About this task> For the material that follows, list every line containing the word "with".
(Dataset records)
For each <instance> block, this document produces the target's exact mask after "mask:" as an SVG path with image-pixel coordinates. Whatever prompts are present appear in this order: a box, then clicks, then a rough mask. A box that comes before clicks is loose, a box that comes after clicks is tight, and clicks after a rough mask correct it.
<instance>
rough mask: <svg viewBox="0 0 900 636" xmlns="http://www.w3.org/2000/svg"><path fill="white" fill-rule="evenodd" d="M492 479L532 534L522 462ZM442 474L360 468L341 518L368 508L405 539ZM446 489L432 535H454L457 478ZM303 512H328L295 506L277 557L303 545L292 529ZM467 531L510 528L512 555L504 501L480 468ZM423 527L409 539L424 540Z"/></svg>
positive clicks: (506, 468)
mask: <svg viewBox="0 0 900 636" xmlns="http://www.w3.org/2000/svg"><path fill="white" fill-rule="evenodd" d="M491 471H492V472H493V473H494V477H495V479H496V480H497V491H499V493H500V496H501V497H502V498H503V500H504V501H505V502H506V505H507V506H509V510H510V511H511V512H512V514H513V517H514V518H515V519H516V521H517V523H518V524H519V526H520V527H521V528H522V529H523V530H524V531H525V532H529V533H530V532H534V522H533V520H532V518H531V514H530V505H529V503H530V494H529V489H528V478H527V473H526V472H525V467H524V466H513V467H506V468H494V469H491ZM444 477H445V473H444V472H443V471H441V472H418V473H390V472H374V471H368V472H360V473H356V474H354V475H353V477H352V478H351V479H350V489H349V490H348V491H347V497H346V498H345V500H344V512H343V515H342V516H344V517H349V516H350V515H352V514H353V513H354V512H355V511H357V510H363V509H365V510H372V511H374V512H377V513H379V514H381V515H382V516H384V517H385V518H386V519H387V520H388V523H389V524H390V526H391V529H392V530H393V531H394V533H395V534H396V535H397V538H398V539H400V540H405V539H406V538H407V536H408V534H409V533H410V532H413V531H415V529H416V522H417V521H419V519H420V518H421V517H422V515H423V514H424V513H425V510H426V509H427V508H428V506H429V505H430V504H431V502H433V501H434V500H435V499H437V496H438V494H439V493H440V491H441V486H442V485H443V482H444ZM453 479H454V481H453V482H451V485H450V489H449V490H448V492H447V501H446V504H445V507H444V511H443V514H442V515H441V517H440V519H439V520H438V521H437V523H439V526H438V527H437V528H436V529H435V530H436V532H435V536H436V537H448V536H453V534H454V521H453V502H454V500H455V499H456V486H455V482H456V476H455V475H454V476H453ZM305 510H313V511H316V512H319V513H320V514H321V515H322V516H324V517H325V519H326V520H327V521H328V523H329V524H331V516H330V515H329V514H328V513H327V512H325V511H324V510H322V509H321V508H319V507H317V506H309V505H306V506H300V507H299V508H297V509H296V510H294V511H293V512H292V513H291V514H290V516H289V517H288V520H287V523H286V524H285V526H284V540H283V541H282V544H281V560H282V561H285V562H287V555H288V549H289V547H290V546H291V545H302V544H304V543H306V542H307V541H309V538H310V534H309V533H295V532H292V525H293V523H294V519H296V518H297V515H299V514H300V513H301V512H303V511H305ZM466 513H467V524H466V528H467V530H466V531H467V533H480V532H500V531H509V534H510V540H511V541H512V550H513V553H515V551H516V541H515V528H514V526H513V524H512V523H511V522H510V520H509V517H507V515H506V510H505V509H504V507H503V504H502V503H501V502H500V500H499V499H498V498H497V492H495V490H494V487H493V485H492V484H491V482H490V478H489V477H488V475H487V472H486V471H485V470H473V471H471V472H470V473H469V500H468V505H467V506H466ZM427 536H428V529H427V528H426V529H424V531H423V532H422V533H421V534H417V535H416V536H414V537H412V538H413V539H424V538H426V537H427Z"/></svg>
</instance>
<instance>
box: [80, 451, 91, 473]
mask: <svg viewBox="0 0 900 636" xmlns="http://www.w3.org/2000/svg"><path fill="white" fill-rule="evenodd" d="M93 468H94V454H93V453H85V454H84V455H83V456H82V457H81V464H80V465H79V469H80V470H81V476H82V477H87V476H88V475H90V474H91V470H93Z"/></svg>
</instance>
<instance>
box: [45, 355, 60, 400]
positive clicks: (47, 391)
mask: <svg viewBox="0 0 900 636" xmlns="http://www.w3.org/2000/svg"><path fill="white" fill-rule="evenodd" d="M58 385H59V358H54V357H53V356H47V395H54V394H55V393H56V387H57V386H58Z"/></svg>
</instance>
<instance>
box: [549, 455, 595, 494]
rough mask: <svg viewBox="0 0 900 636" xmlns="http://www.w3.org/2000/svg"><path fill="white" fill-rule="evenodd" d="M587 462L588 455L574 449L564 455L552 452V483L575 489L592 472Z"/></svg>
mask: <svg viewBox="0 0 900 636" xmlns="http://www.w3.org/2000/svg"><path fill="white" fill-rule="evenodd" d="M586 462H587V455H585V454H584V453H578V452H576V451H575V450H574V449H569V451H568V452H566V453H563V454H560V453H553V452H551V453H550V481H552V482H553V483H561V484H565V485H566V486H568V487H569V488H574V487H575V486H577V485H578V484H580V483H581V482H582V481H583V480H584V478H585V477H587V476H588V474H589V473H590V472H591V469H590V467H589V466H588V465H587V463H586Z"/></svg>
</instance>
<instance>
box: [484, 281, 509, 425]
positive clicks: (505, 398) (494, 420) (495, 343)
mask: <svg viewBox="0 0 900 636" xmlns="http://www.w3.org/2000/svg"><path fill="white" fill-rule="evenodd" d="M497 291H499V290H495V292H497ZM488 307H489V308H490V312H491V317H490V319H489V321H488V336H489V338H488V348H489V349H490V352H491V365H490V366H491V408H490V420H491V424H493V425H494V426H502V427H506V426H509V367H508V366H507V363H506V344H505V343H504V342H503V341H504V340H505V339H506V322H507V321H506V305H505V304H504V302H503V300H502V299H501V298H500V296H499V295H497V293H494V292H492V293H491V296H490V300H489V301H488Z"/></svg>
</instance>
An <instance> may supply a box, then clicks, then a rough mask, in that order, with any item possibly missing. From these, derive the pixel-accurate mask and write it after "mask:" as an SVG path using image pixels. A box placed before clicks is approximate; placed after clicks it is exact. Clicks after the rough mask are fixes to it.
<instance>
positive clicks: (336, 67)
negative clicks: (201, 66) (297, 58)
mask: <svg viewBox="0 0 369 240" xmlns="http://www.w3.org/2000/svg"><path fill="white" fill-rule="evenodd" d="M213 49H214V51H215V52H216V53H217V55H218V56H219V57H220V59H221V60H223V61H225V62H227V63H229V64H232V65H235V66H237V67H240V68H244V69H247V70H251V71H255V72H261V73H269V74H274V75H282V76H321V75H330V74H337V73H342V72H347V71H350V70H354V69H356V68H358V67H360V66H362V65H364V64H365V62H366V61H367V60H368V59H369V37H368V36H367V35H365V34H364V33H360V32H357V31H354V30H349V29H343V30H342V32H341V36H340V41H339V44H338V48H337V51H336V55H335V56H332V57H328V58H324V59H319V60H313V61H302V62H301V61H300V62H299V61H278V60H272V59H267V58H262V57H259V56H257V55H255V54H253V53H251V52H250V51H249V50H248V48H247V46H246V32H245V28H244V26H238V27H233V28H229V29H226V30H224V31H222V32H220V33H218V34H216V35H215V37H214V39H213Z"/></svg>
(End Dataset records)
Output of the exercise>
For each <instance> block, this document produces the target's exact mask after "mask:" as an SVG path with image-pixel coordinates. Whatever prompts are present appear in this order: a box, then clicks, then a rough mask. A box that comes before clicks is loose, a box that comes after clicks is tight, and clicks after a rough mask correct it.
An <instance> may supply a box, then clicks, then a rough mask, in that order, with any item possibly missing. From these, derive the pixel-accurate mask and write it after "mask:" as an SVG path using image pixels. A box placed before clicks is approximate; placed after clicks it is exact. Clicks after the rough mask are fixes to it.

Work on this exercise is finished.